▸ Work to complete:
Where does the word "positive" show up in the data? Please find each such line and copy it.

Start of Provided records

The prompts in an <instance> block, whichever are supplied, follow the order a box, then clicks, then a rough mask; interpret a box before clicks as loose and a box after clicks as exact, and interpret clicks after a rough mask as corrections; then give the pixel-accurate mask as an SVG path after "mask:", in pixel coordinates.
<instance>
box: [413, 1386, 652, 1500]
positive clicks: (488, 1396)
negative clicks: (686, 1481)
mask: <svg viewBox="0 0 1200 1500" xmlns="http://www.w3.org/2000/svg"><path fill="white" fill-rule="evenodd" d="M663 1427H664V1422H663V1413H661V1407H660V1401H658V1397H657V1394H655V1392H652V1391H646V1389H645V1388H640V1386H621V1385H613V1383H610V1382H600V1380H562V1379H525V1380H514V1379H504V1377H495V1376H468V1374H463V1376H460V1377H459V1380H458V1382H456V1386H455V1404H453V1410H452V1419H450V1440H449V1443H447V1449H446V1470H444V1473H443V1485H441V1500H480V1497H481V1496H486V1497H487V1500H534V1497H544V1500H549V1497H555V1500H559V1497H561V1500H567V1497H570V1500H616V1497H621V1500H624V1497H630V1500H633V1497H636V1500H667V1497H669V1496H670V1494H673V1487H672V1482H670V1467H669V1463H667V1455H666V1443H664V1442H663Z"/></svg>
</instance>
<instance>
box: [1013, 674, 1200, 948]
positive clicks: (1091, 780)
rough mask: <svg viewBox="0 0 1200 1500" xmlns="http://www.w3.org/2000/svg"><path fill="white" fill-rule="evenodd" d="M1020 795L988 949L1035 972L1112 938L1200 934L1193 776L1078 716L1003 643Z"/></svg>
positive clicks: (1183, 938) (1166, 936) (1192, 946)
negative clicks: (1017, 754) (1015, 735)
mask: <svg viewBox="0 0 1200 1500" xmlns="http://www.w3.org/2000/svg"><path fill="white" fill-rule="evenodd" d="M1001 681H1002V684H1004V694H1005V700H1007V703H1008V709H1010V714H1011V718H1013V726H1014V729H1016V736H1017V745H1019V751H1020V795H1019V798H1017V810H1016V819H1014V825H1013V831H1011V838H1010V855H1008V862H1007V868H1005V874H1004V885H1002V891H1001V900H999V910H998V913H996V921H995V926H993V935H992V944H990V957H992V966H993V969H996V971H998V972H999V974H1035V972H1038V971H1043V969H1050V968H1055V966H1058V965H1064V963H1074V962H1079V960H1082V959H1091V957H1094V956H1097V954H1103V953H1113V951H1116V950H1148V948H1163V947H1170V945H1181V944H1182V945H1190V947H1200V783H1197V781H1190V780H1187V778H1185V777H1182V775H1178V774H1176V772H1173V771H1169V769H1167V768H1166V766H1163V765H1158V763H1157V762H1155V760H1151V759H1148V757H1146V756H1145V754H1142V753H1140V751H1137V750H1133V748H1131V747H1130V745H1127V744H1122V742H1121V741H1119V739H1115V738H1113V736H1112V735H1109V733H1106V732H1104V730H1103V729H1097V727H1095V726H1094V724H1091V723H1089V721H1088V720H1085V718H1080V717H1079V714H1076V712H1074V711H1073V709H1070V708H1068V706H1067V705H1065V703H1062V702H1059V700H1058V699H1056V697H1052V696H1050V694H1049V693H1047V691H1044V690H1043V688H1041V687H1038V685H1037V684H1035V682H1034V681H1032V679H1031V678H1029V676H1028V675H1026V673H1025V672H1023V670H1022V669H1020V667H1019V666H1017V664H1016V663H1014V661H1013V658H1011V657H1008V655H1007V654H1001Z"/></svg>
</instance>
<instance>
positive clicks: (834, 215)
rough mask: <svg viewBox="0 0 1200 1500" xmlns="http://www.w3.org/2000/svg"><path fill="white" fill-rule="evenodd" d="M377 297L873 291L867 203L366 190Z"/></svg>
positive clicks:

End of Provided records

▸ Result below:
positive clicks: (488, 1396)
positive clicks: (1091, 780)
positive clicks: (1183, 938) (1166, 936) (1192, 946)
positive clicks: (834, 215)
positive clicks:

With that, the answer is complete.